▶ **Stated problem**:
Tally the lines in the records below that contain the string "hair", and give only that count.

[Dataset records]
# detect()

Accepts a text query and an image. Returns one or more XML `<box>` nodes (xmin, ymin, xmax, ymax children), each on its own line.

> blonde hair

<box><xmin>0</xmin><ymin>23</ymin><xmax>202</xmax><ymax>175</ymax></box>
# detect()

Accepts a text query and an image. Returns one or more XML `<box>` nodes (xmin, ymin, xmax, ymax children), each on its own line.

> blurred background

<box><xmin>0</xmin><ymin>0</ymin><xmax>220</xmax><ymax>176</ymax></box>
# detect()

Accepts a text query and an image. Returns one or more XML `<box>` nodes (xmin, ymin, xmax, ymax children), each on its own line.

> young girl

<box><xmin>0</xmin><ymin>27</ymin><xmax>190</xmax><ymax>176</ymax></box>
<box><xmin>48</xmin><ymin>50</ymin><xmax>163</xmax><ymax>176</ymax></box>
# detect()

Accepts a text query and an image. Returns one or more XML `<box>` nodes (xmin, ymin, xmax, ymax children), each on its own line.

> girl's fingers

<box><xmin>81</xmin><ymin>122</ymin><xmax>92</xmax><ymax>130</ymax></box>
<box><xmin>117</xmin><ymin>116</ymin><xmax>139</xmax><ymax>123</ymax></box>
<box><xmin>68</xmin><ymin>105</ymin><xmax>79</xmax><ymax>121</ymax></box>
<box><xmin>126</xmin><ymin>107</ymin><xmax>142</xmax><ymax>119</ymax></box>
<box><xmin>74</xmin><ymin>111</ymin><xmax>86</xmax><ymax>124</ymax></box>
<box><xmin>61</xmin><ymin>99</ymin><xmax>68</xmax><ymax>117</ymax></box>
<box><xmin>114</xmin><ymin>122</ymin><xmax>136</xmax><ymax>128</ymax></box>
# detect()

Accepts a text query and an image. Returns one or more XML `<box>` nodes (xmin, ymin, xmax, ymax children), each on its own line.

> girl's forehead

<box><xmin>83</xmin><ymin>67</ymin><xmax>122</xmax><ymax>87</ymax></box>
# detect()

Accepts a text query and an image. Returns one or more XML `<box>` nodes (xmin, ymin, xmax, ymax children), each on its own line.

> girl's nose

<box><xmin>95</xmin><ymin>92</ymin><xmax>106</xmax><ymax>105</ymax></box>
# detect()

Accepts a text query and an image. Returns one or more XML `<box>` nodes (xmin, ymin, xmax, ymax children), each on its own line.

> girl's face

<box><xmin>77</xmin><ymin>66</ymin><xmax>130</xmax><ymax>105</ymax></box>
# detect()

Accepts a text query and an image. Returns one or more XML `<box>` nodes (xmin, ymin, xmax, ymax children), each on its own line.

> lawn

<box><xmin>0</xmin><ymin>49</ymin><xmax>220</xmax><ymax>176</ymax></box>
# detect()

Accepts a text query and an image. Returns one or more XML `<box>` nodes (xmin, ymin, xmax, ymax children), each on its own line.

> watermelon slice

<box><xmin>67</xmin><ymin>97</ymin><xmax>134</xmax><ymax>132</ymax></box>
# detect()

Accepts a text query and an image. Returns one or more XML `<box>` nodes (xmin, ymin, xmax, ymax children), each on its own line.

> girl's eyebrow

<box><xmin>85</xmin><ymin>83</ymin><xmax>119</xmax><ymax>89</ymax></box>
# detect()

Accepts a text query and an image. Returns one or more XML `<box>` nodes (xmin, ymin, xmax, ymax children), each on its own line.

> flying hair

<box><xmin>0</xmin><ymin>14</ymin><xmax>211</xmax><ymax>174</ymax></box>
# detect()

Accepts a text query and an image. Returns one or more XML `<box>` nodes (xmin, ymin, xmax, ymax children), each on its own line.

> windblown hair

▶ **Finished exercise**:
3